* Input:

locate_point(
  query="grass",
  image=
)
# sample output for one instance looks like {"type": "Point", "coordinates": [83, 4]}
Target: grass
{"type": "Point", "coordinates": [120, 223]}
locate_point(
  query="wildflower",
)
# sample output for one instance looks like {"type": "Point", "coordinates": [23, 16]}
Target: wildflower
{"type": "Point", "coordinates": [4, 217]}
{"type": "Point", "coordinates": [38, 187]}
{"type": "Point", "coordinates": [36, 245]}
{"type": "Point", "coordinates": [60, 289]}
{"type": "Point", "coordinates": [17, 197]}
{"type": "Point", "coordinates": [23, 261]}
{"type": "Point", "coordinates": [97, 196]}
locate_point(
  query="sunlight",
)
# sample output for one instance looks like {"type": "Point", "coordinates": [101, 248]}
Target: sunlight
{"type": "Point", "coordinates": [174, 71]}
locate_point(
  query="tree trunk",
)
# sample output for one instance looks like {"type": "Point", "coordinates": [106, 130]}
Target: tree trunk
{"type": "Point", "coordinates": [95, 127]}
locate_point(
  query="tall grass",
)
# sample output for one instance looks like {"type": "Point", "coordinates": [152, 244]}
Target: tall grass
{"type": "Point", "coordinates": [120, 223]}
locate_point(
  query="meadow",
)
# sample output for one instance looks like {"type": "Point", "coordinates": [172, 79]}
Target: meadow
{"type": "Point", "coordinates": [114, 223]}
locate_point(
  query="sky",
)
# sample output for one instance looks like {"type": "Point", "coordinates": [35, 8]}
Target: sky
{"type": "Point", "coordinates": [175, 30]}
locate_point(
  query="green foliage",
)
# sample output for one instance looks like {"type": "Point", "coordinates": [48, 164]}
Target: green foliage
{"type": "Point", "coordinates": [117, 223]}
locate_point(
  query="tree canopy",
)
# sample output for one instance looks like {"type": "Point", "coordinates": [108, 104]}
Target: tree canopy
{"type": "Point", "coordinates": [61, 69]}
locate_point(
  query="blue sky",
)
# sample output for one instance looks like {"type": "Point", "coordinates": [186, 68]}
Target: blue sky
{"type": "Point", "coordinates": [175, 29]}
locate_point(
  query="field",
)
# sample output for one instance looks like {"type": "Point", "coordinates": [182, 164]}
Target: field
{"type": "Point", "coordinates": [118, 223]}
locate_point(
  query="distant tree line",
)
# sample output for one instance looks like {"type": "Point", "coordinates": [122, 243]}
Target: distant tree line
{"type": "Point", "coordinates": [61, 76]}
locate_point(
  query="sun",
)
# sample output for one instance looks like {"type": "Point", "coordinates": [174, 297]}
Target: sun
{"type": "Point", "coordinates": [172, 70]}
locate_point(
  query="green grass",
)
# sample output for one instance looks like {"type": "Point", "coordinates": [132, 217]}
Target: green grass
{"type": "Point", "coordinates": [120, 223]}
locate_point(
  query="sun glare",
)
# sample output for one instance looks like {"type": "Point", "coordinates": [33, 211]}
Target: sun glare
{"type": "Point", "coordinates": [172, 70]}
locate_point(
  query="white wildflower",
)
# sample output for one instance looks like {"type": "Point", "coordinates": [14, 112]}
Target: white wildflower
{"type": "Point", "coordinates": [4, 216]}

* Requirement: Pull out every line of the rows above that contains the string "tree". Matching is case-sensitive.

* Written response:
  query="tree trunk",
Target: tree trunk
  query="tree canopy",
Target: tree canopy
  query="distant tree line",
Target: distant tree line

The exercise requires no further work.